ARTICLE —

Contact Us

For more information, write:

Lesbian & Gay Studies Project
Center for Gender Studies
5733 S. University Avenue
Chicago, IL 60637

(773) 834-4509
lgsp@uchicago.edu

Event Archive

Out at CHS: Exploring the LGBT Past

The LGSP cosponsored "Out at CHS: Exploring the LGBT Past," a lecture series organized with the Chicago Historical Society and the Center on Halsted. Building on the tremendous success of the 2003-2004 inaugural series on the history of queer popular arts, the 2004-2005 series focused on the history of lesbians and gay men in Chicago and in film.

Friends or Lovers? Same Sex Relationships in the 19th Century

Thursday, February 17, 2005 @ 6 PM

A panel discussion with:

When the Magnificent Mile was Fairytown and Bronzeville was Lavender

Thursday, April 21, 2005 @ 6 PM

Chad Heap, George Washington University

The Celluloid Closet

June 2005

Return to Top


French Filmmakers

A Two-Day Visit With Olivier Ducastel & Jacques Martineau

January 2005

The Lesbian and Gay Studies Project welcomed two of the most innovative and provocative filmmakers working in France today, Olivier Ducastel and Jacques Martineau, for a series of screenings and discussions in January 2005.  The films of Ducastel and Martineau playfully draw on established genres, such as the musical and road trip, and develop new experimental narrative forms to explore questions of race, immigration, AIDS, national identity, and queer subjectivity in contemporary France.  We screened and discussed three of their best known films.  During their visit, Ducastel and Martineau also met with student filmmakers to discuss their craft and the state of contemporary filmmaking in France, particularly in competition with Hollywood.

Screening of Jeanne and the Perfect Guy

Friday, January 14, 2005

Ducastel and Martineau's first film, Jeanne and the Perfect Guy (Jeanne et le garçon formidable, French title), made in 1998, tells the story of a young working-class woman, unhappy in romance, who falls in love with an HIV+ man.  Influenced by musicals such as Jacques Demy's The Umbrellas of Cherbourg, the film unexpectedly but effectively uses song and dance to explore the harsh realities affecting the treatment of immigrants and people with HIV in contemporary France. Jeanne et le garçon formidable was nominated for both a Golden Bear at the 1998 Berlin Film Festival and a César (France's equivalent of the Academy Award) in 1999.

Object position labeling listing —

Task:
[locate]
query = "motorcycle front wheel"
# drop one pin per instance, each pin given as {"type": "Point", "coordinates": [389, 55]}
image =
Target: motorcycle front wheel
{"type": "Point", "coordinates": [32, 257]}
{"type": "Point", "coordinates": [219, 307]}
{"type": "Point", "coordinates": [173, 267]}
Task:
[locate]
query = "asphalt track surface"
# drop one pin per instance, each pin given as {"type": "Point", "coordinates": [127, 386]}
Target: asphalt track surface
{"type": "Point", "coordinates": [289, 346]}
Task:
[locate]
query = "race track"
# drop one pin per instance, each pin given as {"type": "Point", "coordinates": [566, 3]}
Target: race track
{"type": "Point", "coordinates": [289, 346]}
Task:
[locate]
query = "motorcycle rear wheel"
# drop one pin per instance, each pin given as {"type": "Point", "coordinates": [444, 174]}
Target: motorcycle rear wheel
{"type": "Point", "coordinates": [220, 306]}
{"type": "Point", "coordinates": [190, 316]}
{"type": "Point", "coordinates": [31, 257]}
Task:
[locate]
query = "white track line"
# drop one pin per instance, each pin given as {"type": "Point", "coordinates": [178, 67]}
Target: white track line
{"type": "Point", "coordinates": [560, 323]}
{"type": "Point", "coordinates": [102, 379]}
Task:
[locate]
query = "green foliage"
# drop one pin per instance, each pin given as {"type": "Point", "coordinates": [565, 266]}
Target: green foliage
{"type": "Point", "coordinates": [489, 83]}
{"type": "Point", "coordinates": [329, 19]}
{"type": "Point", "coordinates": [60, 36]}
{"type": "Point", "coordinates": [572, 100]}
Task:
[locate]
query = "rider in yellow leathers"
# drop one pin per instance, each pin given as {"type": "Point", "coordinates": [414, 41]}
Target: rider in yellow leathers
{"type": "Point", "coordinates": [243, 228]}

CHALLENGES —
A: According to the event archive, for what purpose did Ducastel and Martineau meet with student filmmakers during their visit? Answer in one to three sentences.
B: Count the lines of the listing that contain the word "instance".
The event archive page and the listing have no connection to each other.

THE ANSWERS —
A: They met with student filmmakers to discuss their craft and the state of contemporary filmmaking in France, particularly its competition with Hollywood.

B: 7